**Short exercise:**
Report how many lines below contain the string "coat". Give only the number.

Entries from an annotation dataset

┄┄┄┄┄┄┄┄┄┄

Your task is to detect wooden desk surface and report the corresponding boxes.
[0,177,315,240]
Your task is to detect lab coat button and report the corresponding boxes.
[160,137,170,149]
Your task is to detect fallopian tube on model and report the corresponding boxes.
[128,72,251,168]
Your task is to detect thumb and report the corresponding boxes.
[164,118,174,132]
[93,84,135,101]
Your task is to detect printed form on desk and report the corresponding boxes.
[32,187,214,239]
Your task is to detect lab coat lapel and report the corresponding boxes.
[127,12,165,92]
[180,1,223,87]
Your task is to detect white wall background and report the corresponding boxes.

┄┄┄┄┄┄┄┄┄┄

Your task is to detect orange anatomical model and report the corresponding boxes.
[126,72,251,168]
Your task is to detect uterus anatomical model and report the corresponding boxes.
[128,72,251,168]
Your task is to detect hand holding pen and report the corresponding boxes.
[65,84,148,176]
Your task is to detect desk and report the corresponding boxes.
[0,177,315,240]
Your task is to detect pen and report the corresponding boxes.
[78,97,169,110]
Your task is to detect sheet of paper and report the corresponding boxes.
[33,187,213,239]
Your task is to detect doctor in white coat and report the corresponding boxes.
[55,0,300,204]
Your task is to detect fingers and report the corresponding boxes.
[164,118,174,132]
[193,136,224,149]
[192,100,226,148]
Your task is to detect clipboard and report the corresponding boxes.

┄┄┄┄┄┄┄┄┄┄

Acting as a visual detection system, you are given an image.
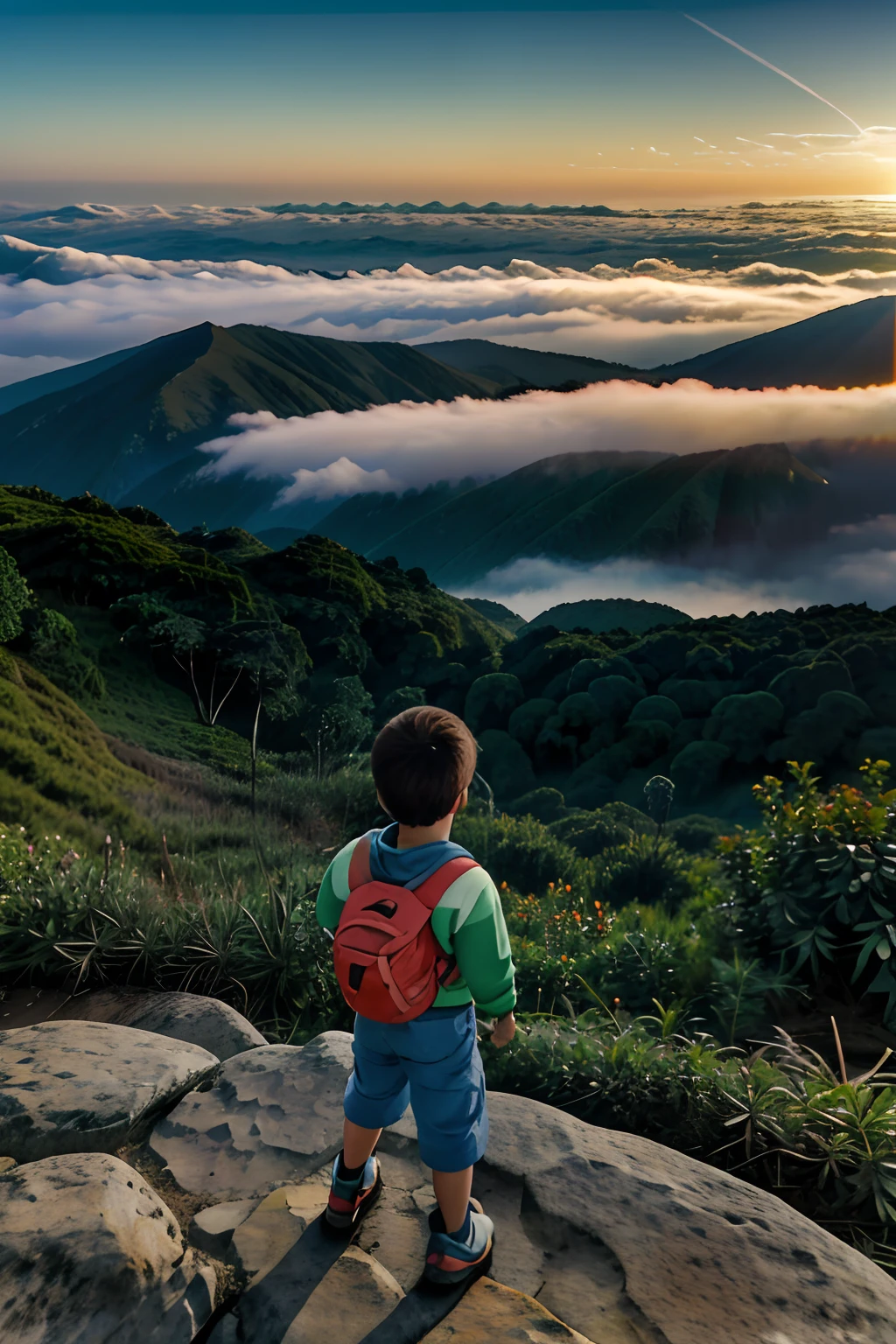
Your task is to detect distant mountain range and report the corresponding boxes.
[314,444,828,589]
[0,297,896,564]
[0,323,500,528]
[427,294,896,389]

┄┄┄┄┄┄┄┄┄┄

**Answer to the exercise:**
3